» **Textauszug**:
════════════════

Motoren unterstützen Seismometer für minimale Neigungsänderung
11.08.2016 -
Man stelle sich einen rund 10.000 km langen Balken vor: Schiebt man am Ende in Tokio ein Blatt Papier darunter, kann ein auf dem Züricher Balkenende stehendes Seismometer die minimale Neigungsänderung exakt anzeigen. Zu solcher Präzision tragen vier Kleinstantriebe bei, die auch unter harten Umgebungsbedingungen im Außeneinsatz funktionieren müssen.
Seismologie erforscht Erdbeben und beispielsweise die Erschütterungen, die die Bewegungen der Kontinentalplatten verursachen. Daraus lassen sich Rückschlüsse auf die Vorgänge im Erdinneren ziehen. Ein richtiges Erdbeben ist relativ leicht zu vermessen, die Signale lassen sich auch mit wenig empfindlichen Sensoren erfassen. Schwieriger wird es, wenn die Mikroseismik bis hin zum Wellenschlag des Ozeans erfasst werden soll. Das traditionelle Seismometer hat da keine Chance. Es besteht aus einem Pendel, das an einer Feder hängt. Am Pendel ist ein Stift befestigt, der bei Erschütterung Kurven auf eine fortlaufende Papierrolle zeichnet. Diese Seismometer haben einen maximalen Dynamikumfang von ca. 60 dB. Ausschläge unterhalb der Strichbreite des Stifts zeigen sie nicht mehr.
Elektronische Waage mit drei Pendeln
Der Geophysiker Gunar Streckeisen entwickelte an der Eidgenössischen technischen Hochschule (ETH) in Zürich zusammen mit dem Assistenten Erhard Wielandt bereits vor mehr als drei Jahrzehnten das sogenannte Breitbandseismometer STS-1. Später gründete er nicht weit von Zürich die Streckeisen AG, um solche Geräte herzustellen und in der ganzen Welt zu vertreiben. Auch diese Seismometer basieren auf beweglichen Pendeln. Doch einen Stift gibt es nicht. Stattdessen sorgt ein elektromagnetisches Feedbacksystem dafür, dass das Pendel immer in der einmal gefundenen, austarierten Gleichgewichtsposition verbleibt. „Das funktioniert wie eine elektronische Waage“, erklärt Robert Freudenmann, Geschäftsführer bei der Streckeisen GmbH. „Gemessen wird der Strom, der für die Nachführung benötigt wird – je größer die einwirkende Bewegung, desto höher das Korrektursignal.“ So können die Breitbandseismometer einen Dynamikumfang von 145 dB abdecken.

════════════════

(Eine Folge von Datensätzen)
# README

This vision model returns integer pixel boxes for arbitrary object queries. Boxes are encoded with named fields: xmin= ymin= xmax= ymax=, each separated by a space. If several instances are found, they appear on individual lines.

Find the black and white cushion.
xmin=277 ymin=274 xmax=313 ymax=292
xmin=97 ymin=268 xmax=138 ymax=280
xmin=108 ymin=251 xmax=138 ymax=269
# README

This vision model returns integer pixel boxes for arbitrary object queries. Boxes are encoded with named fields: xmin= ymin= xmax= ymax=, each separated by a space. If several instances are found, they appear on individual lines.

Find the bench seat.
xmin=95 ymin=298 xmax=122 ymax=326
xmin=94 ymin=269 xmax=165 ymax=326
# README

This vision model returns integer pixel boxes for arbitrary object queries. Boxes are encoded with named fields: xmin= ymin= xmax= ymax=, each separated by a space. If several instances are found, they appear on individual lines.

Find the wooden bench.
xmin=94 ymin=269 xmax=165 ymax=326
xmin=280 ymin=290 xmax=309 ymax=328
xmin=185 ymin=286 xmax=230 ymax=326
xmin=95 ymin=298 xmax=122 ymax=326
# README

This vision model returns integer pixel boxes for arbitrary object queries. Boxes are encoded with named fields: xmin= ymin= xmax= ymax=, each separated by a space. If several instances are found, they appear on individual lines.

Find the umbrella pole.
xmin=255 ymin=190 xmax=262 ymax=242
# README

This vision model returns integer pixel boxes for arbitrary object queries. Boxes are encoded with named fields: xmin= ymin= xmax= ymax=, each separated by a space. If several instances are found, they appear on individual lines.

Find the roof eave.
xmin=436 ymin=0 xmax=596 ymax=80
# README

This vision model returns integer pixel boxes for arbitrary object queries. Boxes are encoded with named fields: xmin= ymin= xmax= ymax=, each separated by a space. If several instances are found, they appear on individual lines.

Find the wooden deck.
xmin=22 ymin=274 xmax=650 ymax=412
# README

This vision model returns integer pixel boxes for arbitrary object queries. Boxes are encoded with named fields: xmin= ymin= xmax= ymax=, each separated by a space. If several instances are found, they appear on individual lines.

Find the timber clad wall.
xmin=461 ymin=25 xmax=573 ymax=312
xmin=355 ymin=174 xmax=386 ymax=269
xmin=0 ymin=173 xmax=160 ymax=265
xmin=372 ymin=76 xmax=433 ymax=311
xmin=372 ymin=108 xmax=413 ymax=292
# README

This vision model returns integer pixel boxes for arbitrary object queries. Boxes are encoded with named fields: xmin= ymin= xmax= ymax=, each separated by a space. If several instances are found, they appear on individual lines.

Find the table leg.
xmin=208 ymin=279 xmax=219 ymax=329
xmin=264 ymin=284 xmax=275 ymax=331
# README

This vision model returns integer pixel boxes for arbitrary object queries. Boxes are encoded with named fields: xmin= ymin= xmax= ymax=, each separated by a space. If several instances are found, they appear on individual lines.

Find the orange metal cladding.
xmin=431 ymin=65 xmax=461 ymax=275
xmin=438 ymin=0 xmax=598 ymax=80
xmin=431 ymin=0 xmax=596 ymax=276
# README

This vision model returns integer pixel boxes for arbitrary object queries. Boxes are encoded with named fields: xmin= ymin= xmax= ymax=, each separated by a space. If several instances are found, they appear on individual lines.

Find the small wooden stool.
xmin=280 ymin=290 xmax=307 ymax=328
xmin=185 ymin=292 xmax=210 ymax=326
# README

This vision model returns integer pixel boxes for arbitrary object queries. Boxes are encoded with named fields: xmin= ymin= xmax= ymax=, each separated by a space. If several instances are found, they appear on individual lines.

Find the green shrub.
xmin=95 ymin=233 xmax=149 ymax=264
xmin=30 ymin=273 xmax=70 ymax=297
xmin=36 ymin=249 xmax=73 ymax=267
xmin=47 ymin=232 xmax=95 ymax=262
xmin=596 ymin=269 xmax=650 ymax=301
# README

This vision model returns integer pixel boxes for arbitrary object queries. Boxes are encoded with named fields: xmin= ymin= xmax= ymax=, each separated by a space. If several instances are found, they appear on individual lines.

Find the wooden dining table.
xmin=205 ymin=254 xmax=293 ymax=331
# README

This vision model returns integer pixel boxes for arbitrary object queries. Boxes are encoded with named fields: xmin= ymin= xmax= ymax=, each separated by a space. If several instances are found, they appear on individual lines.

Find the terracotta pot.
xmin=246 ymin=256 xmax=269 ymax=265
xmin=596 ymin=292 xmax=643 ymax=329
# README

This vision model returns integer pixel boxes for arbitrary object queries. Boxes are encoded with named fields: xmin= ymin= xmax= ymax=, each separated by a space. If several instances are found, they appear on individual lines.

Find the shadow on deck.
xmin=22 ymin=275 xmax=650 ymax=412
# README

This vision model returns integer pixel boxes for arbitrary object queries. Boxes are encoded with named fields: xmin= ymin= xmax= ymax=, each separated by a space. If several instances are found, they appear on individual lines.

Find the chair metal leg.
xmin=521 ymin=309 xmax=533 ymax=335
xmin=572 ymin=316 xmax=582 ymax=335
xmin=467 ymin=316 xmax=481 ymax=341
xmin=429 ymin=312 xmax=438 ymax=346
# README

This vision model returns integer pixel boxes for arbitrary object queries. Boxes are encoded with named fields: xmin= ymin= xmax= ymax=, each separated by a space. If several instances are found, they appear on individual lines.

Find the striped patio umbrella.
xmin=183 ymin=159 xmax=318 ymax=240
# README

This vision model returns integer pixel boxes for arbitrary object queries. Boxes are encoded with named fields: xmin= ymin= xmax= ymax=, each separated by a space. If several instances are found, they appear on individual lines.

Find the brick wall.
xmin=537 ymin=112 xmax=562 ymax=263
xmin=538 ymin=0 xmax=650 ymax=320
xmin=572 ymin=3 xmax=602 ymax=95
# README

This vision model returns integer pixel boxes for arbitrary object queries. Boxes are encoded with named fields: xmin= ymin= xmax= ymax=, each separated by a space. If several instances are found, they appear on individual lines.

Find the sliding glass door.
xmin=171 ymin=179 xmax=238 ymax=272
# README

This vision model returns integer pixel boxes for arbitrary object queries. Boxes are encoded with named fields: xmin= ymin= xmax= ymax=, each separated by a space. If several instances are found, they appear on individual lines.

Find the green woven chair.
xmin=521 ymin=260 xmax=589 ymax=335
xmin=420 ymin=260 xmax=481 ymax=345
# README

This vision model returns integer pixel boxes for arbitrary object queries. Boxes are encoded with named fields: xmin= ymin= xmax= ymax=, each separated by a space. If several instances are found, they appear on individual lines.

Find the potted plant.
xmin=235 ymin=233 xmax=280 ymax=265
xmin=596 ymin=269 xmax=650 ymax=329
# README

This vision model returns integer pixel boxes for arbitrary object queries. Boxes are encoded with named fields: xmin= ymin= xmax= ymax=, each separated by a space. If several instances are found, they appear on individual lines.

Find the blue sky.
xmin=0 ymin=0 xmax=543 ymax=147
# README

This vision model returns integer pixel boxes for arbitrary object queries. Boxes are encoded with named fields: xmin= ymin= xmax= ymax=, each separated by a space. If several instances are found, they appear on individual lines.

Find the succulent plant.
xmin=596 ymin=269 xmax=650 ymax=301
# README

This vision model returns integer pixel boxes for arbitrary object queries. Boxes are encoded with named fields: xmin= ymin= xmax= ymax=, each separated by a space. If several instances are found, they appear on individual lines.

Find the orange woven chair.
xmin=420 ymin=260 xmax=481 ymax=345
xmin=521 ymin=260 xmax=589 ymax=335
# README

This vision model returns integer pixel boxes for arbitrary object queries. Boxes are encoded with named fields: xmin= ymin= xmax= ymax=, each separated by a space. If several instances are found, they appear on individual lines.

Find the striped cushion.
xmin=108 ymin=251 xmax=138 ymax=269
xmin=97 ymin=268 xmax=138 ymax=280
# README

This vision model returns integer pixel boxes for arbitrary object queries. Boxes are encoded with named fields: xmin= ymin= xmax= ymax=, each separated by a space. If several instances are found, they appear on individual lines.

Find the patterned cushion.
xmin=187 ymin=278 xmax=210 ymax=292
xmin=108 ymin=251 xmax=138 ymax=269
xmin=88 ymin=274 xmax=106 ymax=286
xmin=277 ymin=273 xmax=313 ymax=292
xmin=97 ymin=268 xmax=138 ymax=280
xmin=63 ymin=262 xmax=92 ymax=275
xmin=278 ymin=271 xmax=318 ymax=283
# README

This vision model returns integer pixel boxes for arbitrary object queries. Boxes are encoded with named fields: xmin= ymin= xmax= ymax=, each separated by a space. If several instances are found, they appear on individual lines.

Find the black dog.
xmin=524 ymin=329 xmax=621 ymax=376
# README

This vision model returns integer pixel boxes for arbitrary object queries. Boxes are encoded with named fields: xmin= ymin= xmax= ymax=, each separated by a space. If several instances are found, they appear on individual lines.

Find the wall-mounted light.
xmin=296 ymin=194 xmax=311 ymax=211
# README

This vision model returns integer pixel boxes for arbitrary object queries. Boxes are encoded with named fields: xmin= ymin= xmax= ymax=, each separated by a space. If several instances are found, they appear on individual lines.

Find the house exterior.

════════════════

» **Übungsaufgaben**:
1. Übersetze aus dem Text über Seismometer diesen Satz ins Englische: „Diese Seismometer haben einen maximalen Dynamikumfang von ca. 60 dB.“
2. Gib aus dem Text über Seismometer den Abschnitt wortgetreu wieder, beginnend mit „Seismologie erforscht Erdbeben“ und fortlaufend bis einschließlich „sie nicht mehr.“.

» **Antworten je Aufgabe**:
1. These seismometers have a maximum dynamic range of approximately 60 dB.

2.
Seismologie erforscht Erdbeben und beispielsweise die Erschütterungen, die die Bewegungen der Kontinentalplatten verursachen. Daraus lassen sich Rückschlüsse auf die Vorgänge im Erdinneren ziehen. Ein richtiges Erdbeben ist relativ leicht zu vermessen, die Signale lassen sich auch mit wenig empfindlichen Sensoren erfassen. Schwieriger wird es, wenn die Mikroseismik bis hin zum Wellenschlag des Ozeans erfasst werden soll. Das traditionelle Seismometer hat da keine Chance. Es besteht aus einem Pendel, das an einer Feder hängt. Am Pendel ist ein Stift befestigt, der bei Erschütterung Kurven auf eine fortlaufende Papierrolle zeichnet. Diese Seismometer haben einen maximalen Dynamikumfang von ca. 60 dB. Ausschläge unterhalb der Strichbreite des Stifts zeigen sie nicht mehr.